-- THE REQUEST --
Update the lines from the one containing "Put a dot on each instance of the white wall" through the last line, replacing "girl's" with "child's" and leaving everything else unchanged. Give back only those lines.
### DATA EXTRACT ###
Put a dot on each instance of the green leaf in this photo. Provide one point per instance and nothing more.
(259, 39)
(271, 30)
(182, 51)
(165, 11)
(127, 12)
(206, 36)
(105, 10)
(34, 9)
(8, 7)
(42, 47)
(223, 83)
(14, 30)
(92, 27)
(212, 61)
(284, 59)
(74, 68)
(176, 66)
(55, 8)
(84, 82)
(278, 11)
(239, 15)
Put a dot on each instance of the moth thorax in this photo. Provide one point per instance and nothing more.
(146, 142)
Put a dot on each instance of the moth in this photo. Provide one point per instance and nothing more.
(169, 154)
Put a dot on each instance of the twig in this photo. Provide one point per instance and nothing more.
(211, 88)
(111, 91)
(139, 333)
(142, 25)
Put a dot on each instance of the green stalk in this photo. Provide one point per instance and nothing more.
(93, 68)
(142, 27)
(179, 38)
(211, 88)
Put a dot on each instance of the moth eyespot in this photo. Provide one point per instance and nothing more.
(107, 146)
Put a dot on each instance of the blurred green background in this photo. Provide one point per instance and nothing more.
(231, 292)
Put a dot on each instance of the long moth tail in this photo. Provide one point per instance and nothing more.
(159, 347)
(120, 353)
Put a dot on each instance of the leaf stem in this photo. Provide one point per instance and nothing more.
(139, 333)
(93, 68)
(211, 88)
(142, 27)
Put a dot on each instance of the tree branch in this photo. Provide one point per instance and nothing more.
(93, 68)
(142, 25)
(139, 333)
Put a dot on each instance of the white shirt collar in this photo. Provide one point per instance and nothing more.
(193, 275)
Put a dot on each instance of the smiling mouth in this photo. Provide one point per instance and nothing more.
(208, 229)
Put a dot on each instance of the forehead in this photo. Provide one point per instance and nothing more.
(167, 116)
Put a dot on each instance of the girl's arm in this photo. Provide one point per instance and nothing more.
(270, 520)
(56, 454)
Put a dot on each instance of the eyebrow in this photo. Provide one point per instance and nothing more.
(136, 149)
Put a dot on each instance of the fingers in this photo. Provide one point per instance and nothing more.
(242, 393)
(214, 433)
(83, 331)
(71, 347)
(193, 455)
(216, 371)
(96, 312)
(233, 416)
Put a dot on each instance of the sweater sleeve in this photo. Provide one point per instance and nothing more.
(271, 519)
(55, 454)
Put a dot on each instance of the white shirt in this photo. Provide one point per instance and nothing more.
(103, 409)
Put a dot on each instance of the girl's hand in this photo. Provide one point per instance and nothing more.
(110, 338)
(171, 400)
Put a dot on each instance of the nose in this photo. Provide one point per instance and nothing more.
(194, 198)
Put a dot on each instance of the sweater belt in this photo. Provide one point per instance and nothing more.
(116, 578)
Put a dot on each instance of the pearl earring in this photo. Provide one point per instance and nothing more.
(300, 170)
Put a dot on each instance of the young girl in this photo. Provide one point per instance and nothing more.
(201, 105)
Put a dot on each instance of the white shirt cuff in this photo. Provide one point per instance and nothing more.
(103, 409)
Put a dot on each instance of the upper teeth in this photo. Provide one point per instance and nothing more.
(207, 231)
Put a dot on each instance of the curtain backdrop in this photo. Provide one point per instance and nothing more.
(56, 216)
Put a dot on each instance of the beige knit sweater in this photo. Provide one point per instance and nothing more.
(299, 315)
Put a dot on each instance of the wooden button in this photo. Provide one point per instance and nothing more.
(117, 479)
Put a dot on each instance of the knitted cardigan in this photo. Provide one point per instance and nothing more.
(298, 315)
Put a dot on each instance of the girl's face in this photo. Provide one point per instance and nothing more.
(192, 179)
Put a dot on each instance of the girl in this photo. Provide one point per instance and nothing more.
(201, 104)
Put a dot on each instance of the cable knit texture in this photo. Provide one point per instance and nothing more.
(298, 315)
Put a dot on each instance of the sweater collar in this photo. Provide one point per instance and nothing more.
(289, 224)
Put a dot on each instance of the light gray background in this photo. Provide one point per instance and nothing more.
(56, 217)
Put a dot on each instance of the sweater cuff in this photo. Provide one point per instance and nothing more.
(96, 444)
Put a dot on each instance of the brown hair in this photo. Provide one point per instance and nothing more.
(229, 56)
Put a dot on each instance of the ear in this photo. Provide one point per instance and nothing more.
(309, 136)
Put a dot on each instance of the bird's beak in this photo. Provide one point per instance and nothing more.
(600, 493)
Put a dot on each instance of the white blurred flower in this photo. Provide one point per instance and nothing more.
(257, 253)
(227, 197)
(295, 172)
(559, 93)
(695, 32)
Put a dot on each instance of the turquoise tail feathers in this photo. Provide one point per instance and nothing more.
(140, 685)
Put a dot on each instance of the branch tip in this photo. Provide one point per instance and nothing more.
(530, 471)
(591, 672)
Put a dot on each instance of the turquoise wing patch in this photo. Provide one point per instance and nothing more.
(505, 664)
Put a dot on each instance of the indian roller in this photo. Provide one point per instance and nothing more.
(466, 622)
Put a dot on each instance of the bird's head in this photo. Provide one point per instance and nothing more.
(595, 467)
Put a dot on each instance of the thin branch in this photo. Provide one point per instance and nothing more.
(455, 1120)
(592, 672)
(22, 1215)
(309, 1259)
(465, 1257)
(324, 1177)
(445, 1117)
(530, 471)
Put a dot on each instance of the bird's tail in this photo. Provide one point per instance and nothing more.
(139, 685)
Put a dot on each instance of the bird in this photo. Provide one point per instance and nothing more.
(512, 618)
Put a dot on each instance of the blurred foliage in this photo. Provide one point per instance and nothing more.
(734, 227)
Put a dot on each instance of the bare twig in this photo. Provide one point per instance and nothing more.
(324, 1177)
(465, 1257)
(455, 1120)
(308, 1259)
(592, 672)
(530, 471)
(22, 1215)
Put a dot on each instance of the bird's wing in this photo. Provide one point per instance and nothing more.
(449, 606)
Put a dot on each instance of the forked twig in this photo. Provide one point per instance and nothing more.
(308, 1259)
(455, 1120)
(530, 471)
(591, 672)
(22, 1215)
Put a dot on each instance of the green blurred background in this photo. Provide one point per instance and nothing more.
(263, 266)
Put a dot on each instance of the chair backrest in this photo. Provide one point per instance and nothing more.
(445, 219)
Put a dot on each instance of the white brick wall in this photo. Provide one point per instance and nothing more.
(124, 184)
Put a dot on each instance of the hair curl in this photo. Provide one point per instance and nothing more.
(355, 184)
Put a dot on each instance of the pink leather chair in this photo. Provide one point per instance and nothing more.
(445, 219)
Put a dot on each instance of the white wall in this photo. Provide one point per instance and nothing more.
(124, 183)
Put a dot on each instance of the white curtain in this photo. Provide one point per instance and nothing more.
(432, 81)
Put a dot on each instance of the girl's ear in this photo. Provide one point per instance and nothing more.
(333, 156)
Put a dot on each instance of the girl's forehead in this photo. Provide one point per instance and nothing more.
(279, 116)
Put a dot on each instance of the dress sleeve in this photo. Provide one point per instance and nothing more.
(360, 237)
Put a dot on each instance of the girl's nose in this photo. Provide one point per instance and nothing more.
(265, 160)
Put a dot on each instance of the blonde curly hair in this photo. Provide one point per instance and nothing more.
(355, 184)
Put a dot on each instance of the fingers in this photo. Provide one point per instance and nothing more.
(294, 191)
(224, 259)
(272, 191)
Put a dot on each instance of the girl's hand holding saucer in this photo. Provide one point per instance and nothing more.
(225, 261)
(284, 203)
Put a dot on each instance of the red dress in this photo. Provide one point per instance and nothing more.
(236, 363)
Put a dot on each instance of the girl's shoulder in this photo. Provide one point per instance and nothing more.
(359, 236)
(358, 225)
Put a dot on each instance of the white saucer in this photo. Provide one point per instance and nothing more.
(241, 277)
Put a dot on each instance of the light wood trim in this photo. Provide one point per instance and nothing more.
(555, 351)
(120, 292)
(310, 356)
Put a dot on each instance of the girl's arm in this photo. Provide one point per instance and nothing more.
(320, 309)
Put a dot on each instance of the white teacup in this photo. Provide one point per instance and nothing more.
###
-- CORRECT OUTPUT --
Put a dot on each instance of the white wall in this photo. Provide one point per instance and nothing more.
(124, 183)
Put a dot on each instance of the white curtain in this photo. Provide one point per instance and nothing more.
(432, 81)
Put a dot on each instance of the child's ear in this photo. Provide one point per instance and nothing more.
(333, 156)
Put a dot on each instance of the child's forehead in this photo. Provide one point per instance and nothing more.
(279, 116)
Put a dot on each instance of the dress sleeve in this photo. Provide one point per instance and nothing more.
(360, 237)
Put a dot on each instance of the child's nose in this photo. Provide one point per instance and nothing more.
(265, 160)
Put a dot on each instance of the blonde curly hair in this photo. Provide one point per instance and nothing more.
(355, 184)
Put a dot on each instance of the fingers in this photo. Provide one point per instance and nothing more.
(294, 191)
(224, 259)
(272, 191)
Put a dot on each instance of the child's hand holding saucer in this photo. Provide one point per instance and nothing more.
(225, 261)
(284, 203)
Put a dot on each instance of the red dress in this photo. Provide one point per instance and nothing more.
(236, 363)
Put a dot on each instance of the child's shoulder in this photo. Provide one point per instance and nothing more.
(359, 236)
(358, 225)
Put a dot on each instance of the white saucer in this photo. Provide one point per instance and nothing more.
(241, 277)
Put a dot on each instance of the light wood trim in this photo. Provide one point per instance and nothing more.
(555, 351)
(120, 292)
(310, 356)
Put a dot on each instance of the child's arm in this photo. Provide one point per instance and nothing more.
(320, 309)
Put a dot on each instance of the white teacup in this photo. Provide one point per instance and nothing more.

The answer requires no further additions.